:: Selected text ::
# Quotient Ring of Ring with Unity is Ring with Unity

## Theorem

Let $\struct {R, +, \circ}$ be a ring with unity whose zero is $0_R$ and whose unity is $1_R$.

Let $J$ be an ideal of $R$.

Let $\struct {R / J, +, \circ}$ be the quotient ring defined by $J$.

Then $\struct {R / J, +, \circ}$ is a ring with unity, and its unity is $1_R + J$.

## Proof

Let $\struct {R, +, \circ}$ be a ring with unity.

First, let $J \subsetneq R$.

$1_R \in J \implies J = R$

So $1_R \notin J$.

Thus $1_R + J \ne J$, so $1_R + J \ne 0_{R/J}$.

Now let $x \in R$.

:: What you need to do ::
1. In the quotient ring page, recast the paragraph beginning "Let $\struct {R, +, \circ}$ be a ring with unity whose zero" as a short bulleted list that keeps its facts.
2. According to the theorem on the quotient ring page, what is the unity of $\struct {R / J, +, \circ}$?
3. Please carry on the proof in the quotient ring page, beginning right after "Now let $x \in R$."
None of the lines that follow are needed for the tasks.

Lines from a data source:
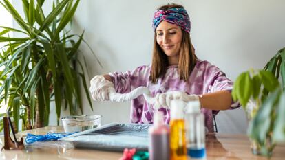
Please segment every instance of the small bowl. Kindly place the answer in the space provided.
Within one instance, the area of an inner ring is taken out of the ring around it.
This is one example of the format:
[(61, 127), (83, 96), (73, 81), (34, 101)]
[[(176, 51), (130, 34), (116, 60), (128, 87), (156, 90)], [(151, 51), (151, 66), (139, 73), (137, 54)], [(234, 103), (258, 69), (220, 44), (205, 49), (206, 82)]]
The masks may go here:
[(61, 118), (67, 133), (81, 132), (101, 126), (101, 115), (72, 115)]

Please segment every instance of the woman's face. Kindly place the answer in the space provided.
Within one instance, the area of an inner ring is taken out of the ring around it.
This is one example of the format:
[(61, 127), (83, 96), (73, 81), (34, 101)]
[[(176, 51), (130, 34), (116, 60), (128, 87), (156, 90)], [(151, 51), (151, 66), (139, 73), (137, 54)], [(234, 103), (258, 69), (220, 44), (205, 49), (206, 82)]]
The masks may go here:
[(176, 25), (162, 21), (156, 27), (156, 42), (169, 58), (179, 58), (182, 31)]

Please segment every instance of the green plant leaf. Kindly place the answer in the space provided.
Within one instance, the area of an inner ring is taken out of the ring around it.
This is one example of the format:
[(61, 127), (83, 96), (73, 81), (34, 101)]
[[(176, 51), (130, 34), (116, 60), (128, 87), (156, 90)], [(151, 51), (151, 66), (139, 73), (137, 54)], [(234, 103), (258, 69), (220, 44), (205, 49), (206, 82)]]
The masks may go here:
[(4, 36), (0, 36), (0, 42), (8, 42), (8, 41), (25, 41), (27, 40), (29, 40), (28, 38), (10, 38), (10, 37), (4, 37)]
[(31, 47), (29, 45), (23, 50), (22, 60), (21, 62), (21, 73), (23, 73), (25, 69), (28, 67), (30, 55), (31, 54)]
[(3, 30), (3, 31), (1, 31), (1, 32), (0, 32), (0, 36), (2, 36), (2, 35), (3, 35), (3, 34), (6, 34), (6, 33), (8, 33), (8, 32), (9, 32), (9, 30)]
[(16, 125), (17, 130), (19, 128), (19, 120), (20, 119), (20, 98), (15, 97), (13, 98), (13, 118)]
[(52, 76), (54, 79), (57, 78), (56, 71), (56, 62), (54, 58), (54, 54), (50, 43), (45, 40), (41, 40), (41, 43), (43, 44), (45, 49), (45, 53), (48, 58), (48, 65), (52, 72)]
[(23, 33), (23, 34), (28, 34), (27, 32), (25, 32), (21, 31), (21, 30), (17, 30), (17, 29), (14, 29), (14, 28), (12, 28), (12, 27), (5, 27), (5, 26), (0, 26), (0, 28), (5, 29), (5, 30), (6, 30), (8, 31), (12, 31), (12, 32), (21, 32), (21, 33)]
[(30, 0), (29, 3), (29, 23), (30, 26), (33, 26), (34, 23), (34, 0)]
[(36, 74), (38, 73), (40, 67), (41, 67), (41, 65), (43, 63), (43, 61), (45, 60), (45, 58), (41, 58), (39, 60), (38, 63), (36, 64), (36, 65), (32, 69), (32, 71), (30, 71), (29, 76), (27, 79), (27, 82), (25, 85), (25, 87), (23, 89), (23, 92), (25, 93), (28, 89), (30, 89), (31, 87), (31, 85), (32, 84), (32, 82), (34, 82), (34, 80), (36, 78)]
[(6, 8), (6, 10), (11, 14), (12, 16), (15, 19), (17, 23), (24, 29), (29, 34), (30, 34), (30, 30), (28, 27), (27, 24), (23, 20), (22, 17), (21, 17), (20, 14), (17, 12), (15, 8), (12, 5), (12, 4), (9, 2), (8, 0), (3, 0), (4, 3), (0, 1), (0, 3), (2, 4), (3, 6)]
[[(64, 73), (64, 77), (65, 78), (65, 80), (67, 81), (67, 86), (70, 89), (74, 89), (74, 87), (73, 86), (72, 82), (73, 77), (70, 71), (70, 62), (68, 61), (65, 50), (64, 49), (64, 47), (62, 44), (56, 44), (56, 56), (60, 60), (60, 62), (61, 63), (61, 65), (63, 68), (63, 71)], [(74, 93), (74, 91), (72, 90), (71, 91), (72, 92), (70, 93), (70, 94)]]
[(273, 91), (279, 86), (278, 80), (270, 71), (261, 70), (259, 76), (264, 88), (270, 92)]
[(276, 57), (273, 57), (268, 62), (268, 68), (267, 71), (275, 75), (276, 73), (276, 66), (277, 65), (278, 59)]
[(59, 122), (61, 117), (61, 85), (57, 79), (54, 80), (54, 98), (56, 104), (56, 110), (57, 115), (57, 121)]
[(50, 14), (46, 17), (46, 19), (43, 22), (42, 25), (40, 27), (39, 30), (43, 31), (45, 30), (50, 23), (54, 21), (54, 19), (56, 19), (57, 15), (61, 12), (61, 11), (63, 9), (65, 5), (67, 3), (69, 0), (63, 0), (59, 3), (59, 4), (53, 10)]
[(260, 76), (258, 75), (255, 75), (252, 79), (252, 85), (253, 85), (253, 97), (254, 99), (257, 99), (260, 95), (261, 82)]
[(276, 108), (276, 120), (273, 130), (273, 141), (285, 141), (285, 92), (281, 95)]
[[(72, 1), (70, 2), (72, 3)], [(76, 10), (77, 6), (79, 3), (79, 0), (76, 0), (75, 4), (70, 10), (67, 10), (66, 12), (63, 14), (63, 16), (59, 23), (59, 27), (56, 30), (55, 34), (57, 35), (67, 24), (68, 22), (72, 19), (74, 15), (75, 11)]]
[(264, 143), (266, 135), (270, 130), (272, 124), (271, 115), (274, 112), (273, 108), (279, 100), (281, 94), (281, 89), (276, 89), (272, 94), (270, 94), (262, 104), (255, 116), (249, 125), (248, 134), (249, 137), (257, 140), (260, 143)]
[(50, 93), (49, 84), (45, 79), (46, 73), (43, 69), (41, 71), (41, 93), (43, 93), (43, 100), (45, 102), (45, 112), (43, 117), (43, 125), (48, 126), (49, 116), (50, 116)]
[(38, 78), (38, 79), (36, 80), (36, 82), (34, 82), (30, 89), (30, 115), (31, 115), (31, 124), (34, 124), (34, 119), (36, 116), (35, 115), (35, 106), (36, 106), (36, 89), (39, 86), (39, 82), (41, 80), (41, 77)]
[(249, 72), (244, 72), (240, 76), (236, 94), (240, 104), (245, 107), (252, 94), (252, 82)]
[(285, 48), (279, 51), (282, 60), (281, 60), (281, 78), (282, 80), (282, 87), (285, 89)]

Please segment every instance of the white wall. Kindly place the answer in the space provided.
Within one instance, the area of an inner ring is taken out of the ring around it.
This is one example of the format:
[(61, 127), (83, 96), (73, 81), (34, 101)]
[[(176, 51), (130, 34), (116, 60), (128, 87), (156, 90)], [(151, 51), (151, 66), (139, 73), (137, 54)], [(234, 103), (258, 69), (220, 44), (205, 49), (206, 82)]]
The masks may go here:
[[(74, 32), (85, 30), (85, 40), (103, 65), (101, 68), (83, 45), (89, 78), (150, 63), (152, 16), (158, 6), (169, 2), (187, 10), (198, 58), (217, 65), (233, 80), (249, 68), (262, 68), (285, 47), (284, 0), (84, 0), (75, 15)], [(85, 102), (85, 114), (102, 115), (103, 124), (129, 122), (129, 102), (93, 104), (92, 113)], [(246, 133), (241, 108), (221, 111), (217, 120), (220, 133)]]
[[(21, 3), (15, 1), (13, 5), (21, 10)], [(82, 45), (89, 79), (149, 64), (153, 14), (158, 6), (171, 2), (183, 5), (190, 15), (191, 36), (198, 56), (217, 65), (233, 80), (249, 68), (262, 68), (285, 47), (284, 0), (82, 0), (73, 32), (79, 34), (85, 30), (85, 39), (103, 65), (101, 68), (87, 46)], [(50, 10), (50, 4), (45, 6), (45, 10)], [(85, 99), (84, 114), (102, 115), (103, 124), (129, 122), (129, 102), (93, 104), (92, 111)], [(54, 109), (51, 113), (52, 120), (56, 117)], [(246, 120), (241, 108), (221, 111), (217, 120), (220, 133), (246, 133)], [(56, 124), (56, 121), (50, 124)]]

...

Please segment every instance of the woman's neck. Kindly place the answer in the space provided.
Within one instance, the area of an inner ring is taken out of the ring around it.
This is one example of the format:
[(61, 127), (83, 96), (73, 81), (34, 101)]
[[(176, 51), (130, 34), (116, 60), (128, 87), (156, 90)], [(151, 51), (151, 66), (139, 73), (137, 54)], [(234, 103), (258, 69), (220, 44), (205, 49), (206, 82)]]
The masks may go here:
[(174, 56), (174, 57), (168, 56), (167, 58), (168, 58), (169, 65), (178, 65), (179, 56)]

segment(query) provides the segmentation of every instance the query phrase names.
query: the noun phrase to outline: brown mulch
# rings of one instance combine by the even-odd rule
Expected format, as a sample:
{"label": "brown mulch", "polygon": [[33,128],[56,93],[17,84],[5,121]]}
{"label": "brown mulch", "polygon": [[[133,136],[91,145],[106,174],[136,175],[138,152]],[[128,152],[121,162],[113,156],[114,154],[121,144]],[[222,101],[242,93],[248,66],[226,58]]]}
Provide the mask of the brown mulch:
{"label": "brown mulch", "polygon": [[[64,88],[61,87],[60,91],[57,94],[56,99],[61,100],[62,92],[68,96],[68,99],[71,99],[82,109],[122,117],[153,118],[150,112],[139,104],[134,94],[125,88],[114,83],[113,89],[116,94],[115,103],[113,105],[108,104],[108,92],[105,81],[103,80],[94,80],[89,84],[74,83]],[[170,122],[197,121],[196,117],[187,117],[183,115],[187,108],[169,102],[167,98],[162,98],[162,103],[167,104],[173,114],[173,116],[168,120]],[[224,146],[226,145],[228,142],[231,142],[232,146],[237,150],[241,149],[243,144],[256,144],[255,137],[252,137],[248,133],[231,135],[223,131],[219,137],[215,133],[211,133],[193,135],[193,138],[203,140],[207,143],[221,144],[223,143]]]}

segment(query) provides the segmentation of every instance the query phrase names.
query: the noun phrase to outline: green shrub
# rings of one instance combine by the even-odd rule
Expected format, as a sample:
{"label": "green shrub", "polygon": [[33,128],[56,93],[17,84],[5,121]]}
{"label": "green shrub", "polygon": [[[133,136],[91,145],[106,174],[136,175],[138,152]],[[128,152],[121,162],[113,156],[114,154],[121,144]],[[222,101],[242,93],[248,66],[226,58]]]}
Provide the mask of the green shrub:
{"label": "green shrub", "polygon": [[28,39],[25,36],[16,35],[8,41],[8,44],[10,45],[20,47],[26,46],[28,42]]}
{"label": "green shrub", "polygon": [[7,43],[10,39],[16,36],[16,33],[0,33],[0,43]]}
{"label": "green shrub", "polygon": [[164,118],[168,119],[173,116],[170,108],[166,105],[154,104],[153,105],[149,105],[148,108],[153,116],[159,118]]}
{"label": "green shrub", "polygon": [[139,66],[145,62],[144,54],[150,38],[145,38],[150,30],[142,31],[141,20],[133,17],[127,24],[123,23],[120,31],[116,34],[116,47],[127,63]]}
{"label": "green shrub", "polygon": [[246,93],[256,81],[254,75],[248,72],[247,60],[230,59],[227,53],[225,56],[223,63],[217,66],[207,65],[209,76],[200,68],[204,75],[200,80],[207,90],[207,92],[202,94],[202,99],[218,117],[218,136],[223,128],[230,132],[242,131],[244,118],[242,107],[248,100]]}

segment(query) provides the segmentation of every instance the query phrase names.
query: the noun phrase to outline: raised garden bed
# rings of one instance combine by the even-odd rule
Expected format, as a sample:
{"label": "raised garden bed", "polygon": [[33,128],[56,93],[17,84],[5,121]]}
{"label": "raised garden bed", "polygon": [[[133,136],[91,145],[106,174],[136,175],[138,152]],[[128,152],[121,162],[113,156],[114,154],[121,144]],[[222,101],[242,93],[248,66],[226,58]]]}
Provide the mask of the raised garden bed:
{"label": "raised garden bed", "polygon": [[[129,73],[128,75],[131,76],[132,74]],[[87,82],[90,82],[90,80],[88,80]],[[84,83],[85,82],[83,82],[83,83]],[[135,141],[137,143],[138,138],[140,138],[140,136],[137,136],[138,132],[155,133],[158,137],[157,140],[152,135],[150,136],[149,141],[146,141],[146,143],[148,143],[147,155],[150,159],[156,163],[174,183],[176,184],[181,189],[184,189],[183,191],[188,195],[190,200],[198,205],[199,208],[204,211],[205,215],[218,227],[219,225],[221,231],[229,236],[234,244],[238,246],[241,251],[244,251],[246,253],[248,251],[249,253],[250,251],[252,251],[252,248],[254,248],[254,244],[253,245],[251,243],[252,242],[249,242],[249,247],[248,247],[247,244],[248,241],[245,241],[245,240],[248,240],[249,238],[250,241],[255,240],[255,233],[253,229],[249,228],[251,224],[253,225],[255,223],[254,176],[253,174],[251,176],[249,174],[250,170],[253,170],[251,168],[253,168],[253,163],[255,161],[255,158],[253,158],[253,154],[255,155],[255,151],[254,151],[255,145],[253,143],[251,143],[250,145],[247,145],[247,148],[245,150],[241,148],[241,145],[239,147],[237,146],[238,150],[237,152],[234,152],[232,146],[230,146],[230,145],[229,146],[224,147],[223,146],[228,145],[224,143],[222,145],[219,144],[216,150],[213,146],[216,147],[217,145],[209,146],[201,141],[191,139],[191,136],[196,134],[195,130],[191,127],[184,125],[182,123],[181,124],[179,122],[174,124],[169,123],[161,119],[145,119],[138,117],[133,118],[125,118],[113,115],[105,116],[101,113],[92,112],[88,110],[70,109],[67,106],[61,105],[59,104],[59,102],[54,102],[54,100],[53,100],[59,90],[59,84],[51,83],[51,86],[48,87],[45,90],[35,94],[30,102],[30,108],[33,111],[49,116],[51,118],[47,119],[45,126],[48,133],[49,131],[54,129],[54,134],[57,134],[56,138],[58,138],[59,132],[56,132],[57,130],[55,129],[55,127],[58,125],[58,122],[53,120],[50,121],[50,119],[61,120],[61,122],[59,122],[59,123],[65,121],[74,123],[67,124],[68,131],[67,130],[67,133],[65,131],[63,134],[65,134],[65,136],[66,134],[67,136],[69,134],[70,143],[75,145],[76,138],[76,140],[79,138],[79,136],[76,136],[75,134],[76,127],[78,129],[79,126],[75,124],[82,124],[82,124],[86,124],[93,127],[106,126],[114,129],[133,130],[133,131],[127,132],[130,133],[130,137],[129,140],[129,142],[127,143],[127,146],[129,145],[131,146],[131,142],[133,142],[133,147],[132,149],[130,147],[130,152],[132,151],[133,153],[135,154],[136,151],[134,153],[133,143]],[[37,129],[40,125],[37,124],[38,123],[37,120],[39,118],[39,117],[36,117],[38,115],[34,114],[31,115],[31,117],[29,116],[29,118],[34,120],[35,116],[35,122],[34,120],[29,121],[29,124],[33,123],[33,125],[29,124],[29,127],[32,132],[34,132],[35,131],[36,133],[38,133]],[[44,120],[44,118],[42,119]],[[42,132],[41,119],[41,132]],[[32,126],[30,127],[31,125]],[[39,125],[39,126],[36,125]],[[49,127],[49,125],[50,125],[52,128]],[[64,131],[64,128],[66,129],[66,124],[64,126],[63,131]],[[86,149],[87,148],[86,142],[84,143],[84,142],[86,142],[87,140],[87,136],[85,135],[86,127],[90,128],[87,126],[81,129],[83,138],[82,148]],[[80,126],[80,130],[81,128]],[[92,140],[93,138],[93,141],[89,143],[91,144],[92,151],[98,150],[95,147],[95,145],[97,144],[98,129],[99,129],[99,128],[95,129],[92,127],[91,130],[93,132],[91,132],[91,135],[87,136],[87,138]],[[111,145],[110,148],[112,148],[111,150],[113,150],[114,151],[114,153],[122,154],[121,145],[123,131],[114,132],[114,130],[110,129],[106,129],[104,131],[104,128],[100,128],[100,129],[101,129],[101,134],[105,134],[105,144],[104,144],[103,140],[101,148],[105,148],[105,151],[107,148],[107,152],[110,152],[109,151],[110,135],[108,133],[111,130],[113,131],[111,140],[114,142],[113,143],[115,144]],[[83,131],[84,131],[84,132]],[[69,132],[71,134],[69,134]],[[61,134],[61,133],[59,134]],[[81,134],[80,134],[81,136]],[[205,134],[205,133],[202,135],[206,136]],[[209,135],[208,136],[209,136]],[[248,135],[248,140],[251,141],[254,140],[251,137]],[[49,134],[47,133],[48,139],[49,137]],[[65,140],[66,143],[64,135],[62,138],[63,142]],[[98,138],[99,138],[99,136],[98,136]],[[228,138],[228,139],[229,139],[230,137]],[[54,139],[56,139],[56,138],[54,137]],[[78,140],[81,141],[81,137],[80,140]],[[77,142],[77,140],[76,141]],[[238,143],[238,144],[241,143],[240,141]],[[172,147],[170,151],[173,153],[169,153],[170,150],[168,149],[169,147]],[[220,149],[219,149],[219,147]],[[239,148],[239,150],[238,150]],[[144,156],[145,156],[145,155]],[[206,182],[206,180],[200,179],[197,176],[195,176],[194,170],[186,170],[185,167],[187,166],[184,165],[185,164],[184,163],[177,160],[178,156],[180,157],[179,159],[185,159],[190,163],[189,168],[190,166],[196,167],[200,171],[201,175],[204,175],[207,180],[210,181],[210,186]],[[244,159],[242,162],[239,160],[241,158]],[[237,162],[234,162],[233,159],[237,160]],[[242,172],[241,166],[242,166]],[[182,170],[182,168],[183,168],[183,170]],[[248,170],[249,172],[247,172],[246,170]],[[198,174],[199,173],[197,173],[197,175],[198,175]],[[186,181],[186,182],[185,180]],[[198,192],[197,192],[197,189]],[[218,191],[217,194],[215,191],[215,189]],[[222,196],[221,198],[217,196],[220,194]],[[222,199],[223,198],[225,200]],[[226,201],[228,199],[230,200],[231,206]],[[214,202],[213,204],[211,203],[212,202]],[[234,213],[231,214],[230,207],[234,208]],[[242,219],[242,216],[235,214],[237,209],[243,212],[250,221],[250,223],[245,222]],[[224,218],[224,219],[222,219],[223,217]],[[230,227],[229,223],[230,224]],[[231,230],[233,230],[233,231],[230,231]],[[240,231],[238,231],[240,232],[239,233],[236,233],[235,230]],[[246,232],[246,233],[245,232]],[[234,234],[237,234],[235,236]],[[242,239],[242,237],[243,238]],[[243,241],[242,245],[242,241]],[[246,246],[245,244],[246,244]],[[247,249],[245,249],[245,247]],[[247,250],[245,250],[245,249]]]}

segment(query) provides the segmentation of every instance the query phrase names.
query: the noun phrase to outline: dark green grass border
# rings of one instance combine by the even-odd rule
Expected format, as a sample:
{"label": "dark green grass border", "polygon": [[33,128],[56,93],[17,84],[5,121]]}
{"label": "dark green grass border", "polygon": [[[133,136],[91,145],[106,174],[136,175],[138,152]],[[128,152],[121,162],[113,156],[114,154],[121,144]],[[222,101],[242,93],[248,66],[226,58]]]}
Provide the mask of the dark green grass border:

...

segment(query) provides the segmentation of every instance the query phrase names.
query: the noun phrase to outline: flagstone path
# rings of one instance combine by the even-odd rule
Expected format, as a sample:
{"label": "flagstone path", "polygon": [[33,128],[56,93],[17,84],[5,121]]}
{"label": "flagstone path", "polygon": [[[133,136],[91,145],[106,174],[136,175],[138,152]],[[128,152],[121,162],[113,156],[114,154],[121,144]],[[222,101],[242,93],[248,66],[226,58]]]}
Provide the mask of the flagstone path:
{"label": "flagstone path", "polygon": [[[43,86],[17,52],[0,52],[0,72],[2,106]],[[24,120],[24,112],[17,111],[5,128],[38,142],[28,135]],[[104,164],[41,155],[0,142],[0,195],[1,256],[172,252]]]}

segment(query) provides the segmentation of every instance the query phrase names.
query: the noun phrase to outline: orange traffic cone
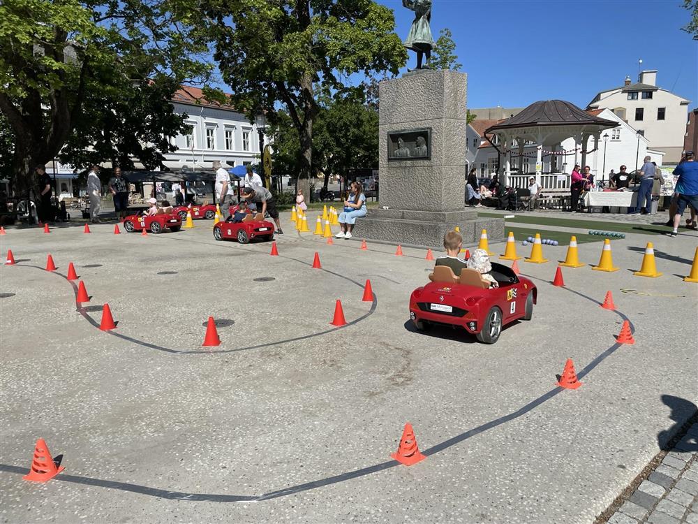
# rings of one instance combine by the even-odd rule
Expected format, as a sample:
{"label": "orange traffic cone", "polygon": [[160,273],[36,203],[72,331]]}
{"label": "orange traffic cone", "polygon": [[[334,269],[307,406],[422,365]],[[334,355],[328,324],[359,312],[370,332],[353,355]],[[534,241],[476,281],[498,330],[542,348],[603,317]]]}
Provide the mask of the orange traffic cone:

:: Exercise answers ::
1.
- $\struct {R, +, \circ}$ is a ring with unity.
- Its zero is $0_R$.
- Its unity is $1_R$.

2. Its unity is $1_R + J$.

3.
 $\ds \paren {1_R + J} \circ \paren {x + J}$ $=$ $\ds 1_R \circ x + J$ Definition of $\circ$ in $R / J$ $\ds$ $=$ $\ds x + J$ Definition of Unity of Ring $\ds$ $=$ $\ds x \circ 1_R + J$ Definition of Unity of Ring $\ds$ $=$ $\ds \paren {x + J} \circ \paren {1_R + J}$ Definition of $\circ$ in $R / J$

Thus $R / J$ has a unity, and that unity is $1_R + J$.

Now suppose $J = R$.

Then $1_R + J = J$ and therefore $1_R = 0_R$.

The only ring to have $1_R = 0_R$ is the null ring.

This is appropriate, because:

$R / J = R / R = \set {0_{R / R} }$

which is the null ring.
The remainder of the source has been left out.